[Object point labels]
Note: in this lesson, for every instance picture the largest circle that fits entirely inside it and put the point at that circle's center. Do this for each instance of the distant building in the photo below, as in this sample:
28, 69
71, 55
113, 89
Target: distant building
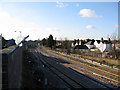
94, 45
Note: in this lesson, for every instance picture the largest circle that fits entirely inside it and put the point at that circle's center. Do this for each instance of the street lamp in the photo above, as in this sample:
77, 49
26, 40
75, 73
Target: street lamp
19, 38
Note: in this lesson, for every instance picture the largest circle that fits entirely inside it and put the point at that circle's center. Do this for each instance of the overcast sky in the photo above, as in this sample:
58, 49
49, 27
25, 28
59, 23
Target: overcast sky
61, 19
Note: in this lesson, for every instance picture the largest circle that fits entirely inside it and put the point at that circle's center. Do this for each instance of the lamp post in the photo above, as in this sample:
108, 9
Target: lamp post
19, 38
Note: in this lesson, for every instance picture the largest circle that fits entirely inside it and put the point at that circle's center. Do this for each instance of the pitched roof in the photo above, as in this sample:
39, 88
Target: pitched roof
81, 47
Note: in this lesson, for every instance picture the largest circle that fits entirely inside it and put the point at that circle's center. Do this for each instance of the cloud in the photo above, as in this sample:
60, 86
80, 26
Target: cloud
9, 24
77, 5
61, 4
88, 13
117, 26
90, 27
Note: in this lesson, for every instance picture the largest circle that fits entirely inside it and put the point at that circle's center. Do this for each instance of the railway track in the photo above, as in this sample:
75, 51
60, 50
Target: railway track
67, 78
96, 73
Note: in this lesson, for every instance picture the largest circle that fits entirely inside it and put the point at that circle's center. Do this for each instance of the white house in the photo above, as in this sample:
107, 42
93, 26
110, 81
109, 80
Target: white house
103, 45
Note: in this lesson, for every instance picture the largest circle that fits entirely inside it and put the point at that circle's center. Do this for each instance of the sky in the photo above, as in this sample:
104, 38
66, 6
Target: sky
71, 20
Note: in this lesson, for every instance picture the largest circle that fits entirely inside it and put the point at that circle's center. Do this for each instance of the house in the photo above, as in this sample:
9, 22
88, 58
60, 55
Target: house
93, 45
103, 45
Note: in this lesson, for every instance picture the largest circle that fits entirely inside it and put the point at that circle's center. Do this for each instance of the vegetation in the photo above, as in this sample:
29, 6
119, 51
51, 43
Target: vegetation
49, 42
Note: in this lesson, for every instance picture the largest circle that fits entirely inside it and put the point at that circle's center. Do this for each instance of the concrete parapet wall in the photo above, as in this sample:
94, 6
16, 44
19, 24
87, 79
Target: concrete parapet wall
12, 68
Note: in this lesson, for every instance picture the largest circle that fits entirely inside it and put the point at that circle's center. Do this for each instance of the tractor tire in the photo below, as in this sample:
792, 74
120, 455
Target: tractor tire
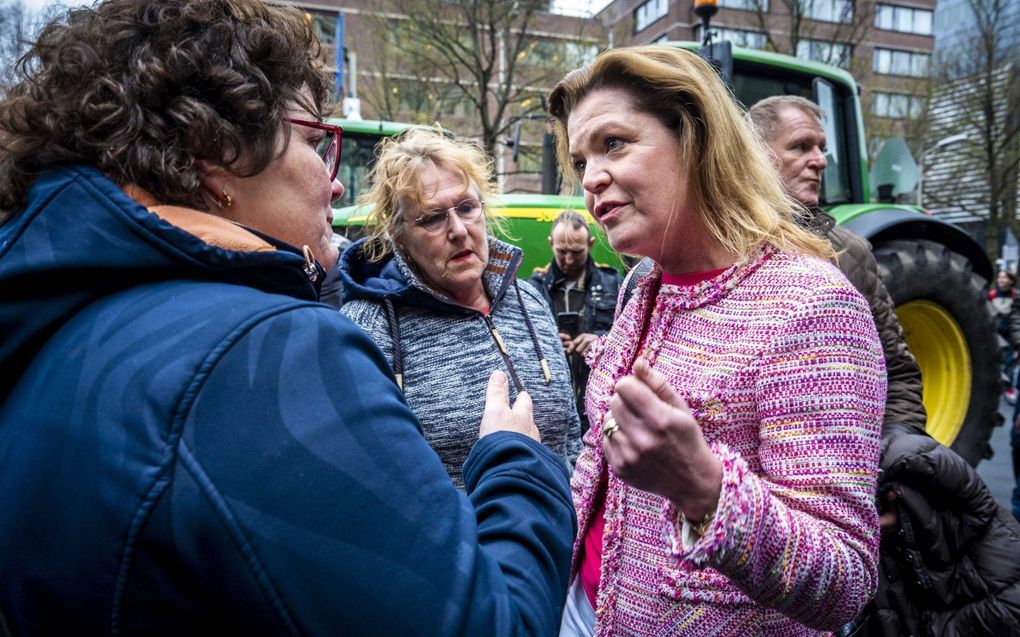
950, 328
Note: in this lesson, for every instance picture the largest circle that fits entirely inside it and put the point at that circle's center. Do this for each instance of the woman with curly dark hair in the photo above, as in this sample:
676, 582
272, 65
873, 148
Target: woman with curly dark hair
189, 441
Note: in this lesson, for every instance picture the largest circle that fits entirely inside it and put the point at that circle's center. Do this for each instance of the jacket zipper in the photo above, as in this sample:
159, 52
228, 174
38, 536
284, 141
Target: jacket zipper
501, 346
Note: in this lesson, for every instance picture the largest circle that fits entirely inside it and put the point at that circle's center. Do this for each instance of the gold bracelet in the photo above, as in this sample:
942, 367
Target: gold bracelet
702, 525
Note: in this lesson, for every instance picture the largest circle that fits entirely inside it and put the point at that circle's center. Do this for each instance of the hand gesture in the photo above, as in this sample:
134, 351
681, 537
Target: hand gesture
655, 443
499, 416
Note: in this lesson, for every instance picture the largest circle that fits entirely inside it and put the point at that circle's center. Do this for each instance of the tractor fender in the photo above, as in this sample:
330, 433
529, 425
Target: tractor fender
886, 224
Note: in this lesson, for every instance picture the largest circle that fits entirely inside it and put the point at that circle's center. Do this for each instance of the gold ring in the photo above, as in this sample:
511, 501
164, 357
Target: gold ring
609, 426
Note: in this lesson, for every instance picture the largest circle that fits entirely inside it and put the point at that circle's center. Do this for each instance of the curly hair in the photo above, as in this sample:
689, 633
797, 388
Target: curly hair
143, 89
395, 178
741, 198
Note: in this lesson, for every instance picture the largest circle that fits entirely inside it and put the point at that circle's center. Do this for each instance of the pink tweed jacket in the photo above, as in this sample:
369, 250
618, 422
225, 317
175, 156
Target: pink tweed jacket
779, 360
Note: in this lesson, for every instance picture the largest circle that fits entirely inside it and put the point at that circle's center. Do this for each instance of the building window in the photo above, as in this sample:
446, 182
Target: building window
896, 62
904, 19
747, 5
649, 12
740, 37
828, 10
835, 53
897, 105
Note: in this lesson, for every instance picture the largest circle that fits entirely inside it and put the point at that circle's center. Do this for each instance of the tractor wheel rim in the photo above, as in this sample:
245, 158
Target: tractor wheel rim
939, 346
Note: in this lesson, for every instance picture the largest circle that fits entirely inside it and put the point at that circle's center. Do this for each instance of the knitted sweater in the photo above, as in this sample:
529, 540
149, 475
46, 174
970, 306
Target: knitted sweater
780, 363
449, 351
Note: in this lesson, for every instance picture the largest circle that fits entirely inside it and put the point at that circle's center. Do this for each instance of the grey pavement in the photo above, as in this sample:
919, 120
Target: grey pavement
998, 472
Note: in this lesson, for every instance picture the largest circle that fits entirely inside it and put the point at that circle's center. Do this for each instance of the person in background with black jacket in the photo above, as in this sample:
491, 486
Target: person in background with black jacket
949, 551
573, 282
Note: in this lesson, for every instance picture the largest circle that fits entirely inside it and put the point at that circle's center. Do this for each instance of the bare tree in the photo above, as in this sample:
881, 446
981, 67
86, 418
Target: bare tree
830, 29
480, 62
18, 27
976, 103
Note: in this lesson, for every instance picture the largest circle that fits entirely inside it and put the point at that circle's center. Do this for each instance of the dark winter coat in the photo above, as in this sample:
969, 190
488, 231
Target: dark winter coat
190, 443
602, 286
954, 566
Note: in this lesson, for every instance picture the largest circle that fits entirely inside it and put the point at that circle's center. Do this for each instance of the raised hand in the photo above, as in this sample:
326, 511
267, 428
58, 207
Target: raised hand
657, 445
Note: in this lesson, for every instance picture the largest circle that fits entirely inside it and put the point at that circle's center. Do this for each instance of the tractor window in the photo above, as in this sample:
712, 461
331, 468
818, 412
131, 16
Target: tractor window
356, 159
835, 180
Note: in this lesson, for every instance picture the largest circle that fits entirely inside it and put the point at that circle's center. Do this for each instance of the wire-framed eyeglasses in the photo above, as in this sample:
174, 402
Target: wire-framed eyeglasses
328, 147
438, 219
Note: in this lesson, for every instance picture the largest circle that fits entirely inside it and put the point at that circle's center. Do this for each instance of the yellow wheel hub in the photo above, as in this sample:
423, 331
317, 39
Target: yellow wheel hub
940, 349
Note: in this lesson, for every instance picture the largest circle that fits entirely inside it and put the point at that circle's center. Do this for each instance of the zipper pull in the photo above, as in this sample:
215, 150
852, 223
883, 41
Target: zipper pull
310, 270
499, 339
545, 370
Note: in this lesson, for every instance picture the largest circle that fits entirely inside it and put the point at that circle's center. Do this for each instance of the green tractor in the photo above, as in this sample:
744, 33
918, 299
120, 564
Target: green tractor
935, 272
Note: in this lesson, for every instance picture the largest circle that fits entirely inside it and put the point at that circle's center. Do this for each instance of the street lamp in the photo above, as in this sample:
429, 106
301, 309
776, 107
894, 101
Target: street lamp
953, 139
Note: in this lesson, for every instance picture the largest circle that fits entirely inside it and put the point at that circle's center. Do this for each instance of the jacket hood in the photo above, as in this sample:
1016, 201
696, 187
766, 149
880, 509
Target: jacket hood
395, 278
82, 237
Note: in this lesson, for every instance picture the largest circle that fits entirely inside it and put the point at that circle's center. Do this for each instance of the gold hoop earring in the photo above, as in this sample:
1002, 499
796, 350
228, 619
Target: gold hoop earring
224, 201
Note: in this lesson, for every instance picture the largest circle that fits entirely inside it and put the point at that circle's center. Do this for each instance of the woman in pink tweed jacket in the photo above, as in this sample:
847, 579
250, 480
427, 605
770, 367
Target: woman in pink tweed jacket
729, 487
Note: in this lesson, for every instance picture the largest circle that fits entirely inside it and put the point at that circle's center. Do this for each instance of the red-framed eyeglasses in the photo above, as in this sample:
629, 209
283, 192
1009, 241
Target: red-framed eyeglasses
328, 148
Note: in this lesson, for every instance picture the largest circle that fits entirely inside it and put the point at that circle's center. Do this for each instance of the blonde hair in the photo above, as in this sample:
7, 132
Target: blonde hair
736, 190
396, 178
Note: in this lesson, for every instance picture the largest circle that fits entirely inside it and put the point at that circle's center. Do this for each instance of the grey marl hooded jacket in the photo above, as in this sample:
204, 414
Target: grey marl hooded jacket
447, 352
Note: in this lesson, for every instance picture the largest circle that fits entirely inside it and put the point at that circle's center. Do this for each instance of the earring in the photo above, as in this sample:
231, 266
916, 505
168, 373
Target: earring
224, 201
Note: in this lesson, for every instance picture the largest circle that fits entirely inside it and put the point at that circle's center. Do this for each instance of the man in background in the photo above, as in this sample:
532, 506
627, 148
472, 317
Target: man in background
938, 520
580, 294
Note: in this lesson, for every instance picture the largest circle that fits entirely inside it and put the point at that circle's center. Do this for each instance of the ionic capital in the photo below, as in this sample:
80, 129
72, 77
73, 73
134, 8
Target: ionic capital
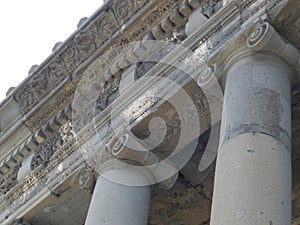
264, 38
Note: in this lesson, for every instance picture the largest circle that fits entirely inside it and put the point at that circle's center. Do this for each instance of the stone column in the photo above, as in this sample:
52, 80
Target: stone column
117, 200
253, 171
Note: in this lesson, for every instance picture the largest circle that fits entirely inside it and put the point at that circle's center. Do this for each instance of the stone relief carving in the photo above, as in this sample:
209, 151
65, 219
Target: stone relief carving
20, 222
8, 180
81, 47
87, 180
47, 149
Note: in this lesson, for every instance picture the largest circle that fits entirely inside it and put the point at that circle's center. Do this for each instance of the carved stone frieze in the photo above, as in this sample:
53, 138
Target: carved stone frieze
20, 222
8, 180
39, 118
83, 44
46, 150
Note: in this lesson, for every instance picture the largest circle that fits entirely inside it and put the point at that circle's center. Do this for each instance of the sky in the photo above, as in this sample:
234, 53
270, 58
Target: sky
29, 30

What you are asked to do
Leave out every picture, and repeat word for word only the lines from the one holding "of the ionic" through the end of the entries above, both ends included.

Answer to this problem
Note: in this lesson, for every instance picture the largest circle that fits entirely inside it and put the point at that circle's center. Do this for each instance of the ionic capital in the photo below, as in this sample:
80, 129
72, 77
73, 73
134, 8
Target: ionic capital
264, 38
Note: in this lesson, for every instance picture the largest circle that fits entirely inside it and put the point at that circle's center. Do this for each instance of the stone column in the photo above, as in this sample:
52, 80
Target: stone column
117, 200
253, 171
Note: in this lesson, for every instance picture the largest circle that fits entirely inside it and put the point at that circle's center. Do this for each instance of the stone relief carving in the photo above, as in this sample:
209, 151
65, 219
Target: stone relief carving
20, 222
8, 180
81, 47
87, 180
47, 149
Note: in this lesson, for every instance picture the largest circle that fits entirely inside it and put the point at that circle's center. Do this for each instance of the carved stone frieze in the photo above, as in this sample:
53, 138
Target: carved stone frieze
20, 222
8, 180
39, 118
83, 44
46, 150
Note: in this lesson, for every instance picture the largest circle that fits entirely inside it and put the point at that circle's center. Do this for each instance of the sky in the photo above, as in this sample:
234, 53
270, 58
Target: sky
29, 30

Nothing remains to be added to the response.